● **Excerpt to read**

..............................

My first go at this… lovely… game, in 2005, ended in error. In fact, it was so bad an error, that I was manic and psychotic out of my skull for the better part of a year. In further fact, I don’t remember half of my first year of music school, because mania historically equals blackout for me. I was flying so high that I thought I was the world’s gift to music… Now, I’m a mediocre musician, and that’s cool, but my illness (and the side effects of undiagnosed bipolar while on a medication not recommended for bipolar because it can induce mania) made me believe that I was. I must’ve believed that I was superhuman and indestructible… and I don’t remember a damn second of that. In reality, this symptom may as well had saved my life. I felt so great, that I just stopped taking my medication and going to appointments… And then things got back to “normal” after I must’ve gone through withdrawal and all that fun stuff. I was so afraid of treatment after this scare that I simply refused to get help again.
But that was a foolish mistake, and my illness crept back up on me over the years. I thought I’d gotten pretty good at hiding my symptoms — forcing myself out of bed during lows, and looking forward to the insanity of highs. I flat-out denied that I wasn’t OK, and thought my severe and long bouts of ups and downs were “normal”. I also began self-medicating again with drugs and alcohol, but I didn’t know it at the time. I’d drink heavily to control mania, and do a lot of drugs to come up from depression. It got to the point where I simply couldn’t hide it anymore. I stopped being a “functioning” bipolar.
So, at the coaxing of someone dear to me, I got help. I was terrified of it all, especially medication. This second “first” round also ended badly. I was put on medication for the sole purpose of ruling out bipolar disorder. But guess what? Hello mania! I was flying so high that I was hospitalized twice in three months. See, with Med Roulette, no one ever really wins. And I was totally losing the game for a long time. I became terrified of it, and refused to “play” for a few months, but I ended up back in the hospital for Round 3 in September 2015. I checked myself in because I was starting to have psychotic symptoms, and that never ends well.
Since then, I’ve been compliant and have played the game every few months, and that is what I need right now. Medication is an important part of managing my mental illness, but it’s truly trial and error. I’m not quite in remission yet, but getting there. My latest round seems to have done wonders for a long bout of depression. Mania hasn’t crept in for a few months, and I hope it doesn’t. I use to look forward to the “relief” of mania, but it’s really not something to be too pleased about. I’m a dangerous and reckless manic.

..............................

● **The data**
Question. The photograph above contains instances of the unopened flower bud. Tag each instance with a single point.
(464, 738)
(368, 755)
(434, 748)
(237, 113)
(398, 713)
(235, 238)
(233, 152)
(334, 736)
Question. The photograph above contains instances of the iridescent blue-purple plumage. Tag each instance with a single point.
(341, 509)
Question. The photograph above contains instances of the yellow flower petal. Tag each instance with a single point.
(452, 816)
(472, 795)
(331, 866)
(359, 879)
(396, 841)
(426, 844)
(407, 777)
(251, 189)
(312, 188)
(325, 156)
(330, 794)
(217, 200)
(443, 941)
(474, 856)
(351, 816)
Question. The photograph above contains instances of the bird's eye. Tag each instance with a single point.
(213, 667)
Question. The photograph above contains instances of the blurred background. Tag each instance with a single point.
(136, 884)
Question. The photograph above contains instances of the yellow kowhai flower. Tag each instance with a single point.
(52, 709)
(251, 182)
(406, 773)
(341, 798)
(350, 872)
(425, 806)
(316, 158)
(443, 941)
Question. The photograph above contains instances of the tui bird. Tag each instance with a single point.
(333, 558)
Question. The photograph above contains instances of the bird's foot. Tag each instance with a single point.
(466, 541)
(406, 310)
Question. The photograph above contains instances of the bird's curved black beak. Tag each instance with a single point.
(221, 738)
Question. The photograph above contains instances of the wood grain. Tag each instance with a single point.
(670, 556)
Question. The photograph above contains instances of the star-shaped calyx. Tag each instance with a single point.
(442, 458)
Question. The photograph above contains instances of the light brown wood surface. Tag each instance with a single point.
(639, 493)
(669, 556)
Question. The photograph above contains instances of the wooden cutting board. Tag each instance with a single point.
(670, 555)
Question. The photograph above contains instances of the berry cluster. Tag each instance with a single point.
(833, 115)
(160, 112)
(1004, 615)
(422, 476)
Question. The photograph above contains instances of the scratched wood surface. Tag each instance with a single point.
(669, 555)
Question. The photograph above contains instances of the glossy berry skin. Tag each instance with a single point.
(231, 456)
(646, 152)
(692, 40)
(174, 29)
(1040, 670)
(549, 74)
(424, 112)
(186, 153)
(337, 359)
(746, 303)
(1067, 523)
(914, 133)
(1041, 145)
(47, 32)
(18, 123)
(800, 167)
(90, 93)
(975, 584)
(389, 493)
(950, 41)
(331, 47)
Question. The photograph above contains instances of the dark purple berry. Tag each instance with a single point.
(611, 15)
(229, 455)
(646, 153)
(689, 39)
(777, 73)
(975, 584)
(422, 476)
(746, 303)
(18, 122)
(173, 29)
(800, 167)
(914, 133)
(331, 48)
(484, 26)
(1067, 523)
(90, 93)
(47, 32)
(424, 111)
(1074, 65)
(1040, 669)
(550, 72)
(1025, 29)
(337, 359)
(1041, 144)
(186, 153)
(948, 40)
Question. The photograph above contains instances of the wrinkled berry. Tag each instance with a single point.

..............................

● **Exercise brief**
Write out the part of the bipolar disorder account starting with "So, at the coaxing" and going on through "never ends well.". Rely only on the account of living with bipolar disorder, not on the items.

● **Response box**
So, at the coaxing of someone dear to me, I got help. I was terrified of it all, especially medication. This second “first” round also ended badly. I was put on medication for the sole purpose of ruling out bipolar disorder. But guess what? Hello mania! I was flying so high that I was hospitalized twice in three months. See, with Med Roulette, no one ever really wins. And I was totally losing the game for a long time. I became terrified of it, and refused to “play” for a few months, but I ended up back in the hospital for Round 3 in September 2015. I checked myself in because I was starting to have psychotic symptoms, and that never ends well.